Prompt A
Find every line of the records that contains the string "arched" and copy each one. Case counts.

Text to read
* START *

Luke 17:20-37; The Kingdom of God, Delivered Sept. 16, 2018

If you have been here the past month of Sundays, and then some, you might have realized that we have strayed from the lectionary.  That is because I decided to give me and you both a break from the lectionary cycle.  Lately I have been preaching from scripture readings that either speak to current days’ events, or readings that have been particularly bothersome or compelling to me personally.  So for instance, not too long ago, I preached on the scripture passage “Be perfect, just as your father in heaven is perfect.”  Remember that one?  What a difficult text to fathom!

The one we just read together from Luke is another bothersome, but some might also say, compelling passage. It’s not in our three-year lectionary at all—for good reason, I think.  What do you do with it?  I mean, Jesus is warning the Pharisees and his disciples that good people, like Jesus’ followers, will be swooped up into heaven before the great tribulation. Yes, the end days are at hand.  When that comes, sinners and non-believers will be left below to experience God’s fury—as in the days of Noah—as in the days of Lot—remember Sodom and Gommorah?

* END *

Provided material
* START *

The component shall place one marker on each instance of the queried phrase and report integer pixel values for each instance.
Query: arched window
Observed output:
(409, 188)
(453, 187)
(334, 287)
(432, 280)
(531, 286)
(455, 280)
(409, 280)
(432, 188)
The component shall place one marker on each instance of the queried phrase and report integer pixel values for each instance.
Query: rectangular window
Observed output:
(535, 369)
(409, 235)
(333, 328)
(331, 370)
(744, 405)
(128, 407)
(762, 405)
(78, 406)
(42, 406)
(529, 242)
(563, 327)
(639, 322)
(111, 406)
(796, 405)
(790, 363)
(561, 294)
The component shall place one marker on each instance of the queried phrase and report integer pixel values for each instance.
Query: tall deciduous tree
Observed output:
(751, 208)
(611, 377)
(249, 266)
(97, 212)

* END *
* START *

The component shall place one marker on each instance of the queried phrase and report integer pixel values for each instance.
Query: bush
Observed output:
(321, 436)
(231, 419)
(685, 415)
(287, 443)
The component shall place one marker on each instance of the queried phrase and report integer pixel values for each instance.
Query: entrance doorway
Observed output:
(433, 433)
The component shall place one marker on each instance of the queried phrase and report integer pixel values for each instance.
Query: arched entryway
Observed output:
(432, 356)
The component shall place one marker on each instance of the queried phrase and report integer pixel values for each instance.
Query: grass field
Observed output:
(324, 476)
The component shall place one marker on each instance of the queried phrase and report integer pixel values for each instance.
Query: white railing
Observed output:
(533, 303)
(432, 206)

* END *
* START *

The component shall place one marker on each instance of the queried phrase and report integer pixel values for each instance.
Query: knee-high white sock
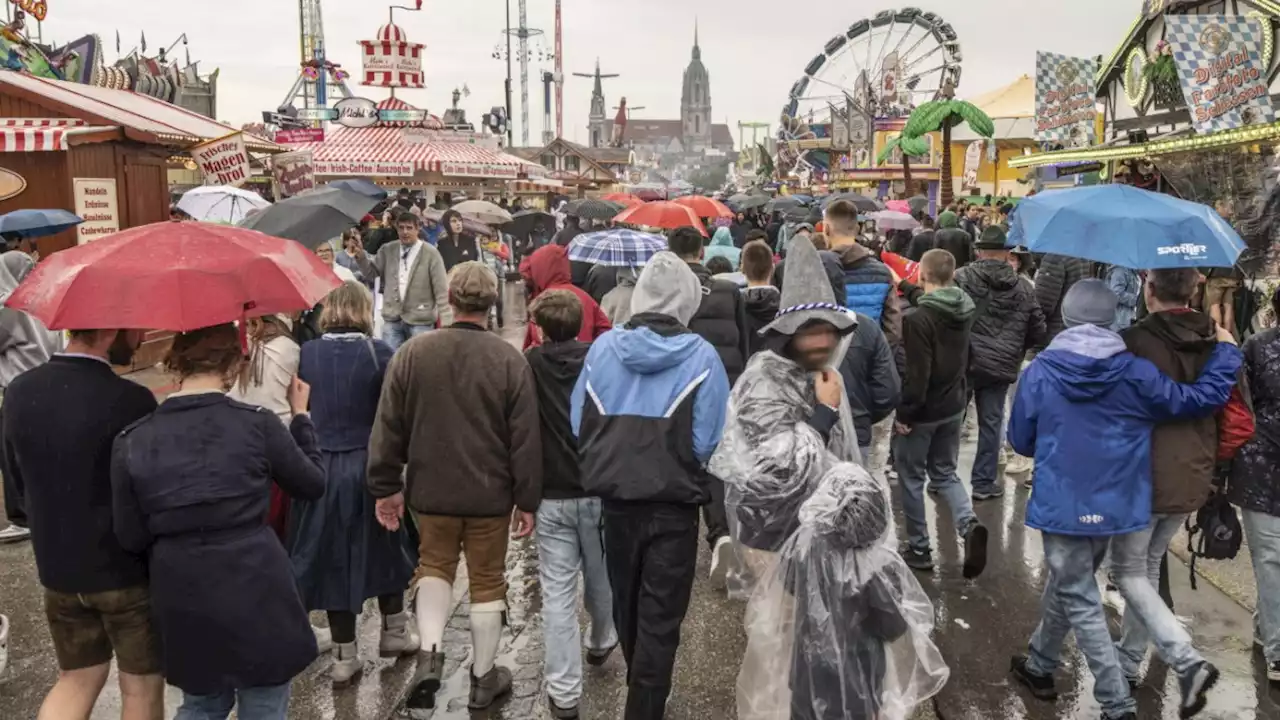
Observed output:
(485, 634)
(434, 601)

* END *

Prompt B
List every sentence in the sermon that ends with a question mark.

Expected output A
Query: arched window
Query: arched entryway

Expected output B
- Remember that one?
- What do you do with it?
- When that comes, sinners and non-believers will be left below to experience God’s fury—as in the days of Noah—as in the days of Lot—remember Sodom and Gommorah?